*What needs to be done*. Rewrite the records from the line containing "Reviewer note: check that each instance of the clock hand" through the end of the records as a Markdown table with the columns "Row" and "Text," giving each line its own numbered row and omitting blank lines.

[Rows from a dataset]
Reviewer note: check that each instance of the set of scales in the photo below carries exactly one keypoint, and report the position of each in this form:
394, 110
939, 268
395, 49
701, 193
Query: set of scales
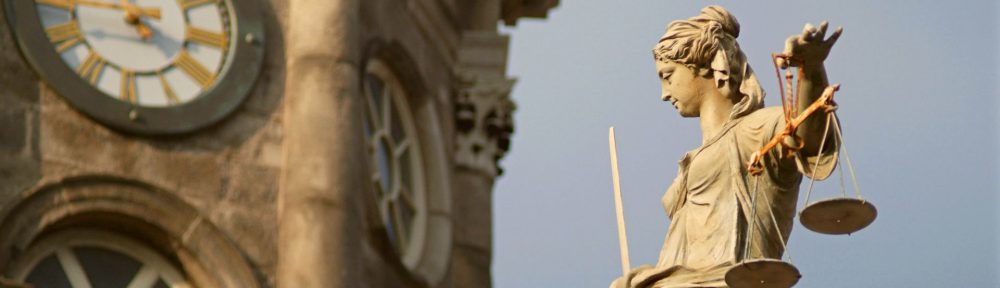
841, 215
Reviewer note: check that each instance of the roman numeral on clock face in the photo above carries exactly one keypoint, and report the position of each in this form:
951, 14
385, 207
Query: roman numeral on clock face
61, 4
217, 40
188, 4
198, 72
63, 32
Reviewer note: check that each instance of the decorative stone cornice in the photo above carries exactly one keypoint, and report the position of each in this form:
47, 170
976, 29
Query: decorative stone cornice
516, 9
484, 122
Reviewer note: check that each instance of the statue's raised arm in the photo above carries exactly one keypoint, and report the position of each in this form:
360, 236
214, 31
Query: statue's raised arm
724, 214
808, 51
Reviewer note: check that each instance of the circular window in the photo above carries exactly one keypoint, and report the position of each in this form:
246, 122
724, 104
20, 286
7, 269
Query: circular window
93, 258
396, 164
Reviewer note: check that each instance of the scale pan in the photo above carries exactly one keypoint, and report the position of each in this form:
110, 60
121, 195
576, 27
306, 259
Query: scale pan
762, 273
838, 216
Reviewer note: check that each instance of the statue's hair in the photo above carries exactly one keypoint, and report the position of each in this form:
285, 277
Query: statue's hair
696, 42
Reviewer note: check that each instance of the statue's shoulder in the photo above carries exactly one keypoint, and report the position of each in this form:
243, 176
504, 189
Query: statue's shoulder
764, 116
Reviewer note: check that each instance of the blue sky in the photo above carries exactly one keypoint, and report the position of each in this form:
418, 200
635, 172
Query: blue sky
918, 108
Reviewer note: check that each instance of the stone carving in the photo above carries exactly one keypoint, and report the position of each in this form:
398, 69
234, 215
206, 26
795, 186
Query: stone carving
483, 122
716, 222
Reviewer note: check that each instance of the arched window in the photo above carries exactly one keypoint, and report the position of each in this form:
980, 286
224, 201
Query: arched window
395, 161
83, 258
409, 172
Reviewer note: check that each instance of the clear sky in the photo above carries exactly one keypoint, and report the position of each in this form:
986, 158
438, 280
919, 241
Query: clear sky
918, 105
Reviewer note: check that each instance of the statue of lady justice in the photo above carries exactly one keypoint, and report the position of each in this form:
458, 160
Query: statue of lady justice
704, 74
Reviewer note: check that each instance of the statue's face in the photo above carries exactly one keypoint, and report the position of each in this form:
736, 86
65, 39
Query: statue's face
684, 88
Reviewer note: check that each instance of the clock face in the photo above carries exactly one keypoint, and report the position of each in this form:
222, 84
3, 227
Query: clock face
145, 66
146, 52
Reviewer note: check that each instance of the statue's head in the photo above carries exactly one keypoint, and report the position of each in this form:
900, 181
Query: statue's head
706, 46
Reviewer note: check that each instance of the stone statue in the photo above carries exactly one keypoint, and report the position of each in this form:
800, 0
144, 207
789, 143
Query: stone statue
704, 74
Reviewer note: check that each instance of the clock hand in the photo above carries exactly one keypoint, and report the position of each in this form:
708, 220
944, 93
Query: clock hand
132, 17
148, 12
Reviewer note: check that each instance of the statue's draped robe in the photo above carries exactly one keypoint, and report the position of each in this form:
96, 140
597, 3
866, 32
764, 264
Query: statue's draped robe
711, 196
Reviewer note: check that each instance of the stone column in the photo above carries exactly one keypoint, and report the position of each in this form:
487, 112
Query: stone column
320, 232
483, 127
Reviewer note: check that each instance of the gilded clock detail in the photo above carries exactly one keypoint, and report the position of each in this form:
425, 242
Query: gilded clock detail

*Correct output*.
| Row | Text |
|---|---|
| 1 | Reviewer note: check that each instance of the clock hand in the photo above carries exactly one keypoint, and report the position of each in this form: |
| 2 | 708, 220 |
| 3 | 944, 93 |
| 4 | Query: clock hand |
| 5 | 132, 17 |
| 6 | 148, 12 |
| 7 | Reviewer note: check that each instance of the statue's draped robe in the photo above carries exactly one keypoint, and report the position of each in this form: |
| 8 | 96, 140 |
| 9 | 597, 3 |
| 10 | 866, 32 |
| 11 | 764, 264 |
| 12 | Query: statue's draped robe |
| 13 | 711, 196 |
| 14 | Reviewer note: check that each instance of the stone column in the photo above carries exactly one keypoint, and report the position of each in this form: |
| 15 | 487, 112 |
| 16 | Query: stone column |
| 17 | 320, 232 |
| 18 | 483, 127 |
| 19 | Reviewer note: check that each instance of the gilded clock detail in the photo above carries exactly one keypoint, and report the position of each in this form: |
| 20 | 425, 242 |
| 21 | Query: gilded clock detail |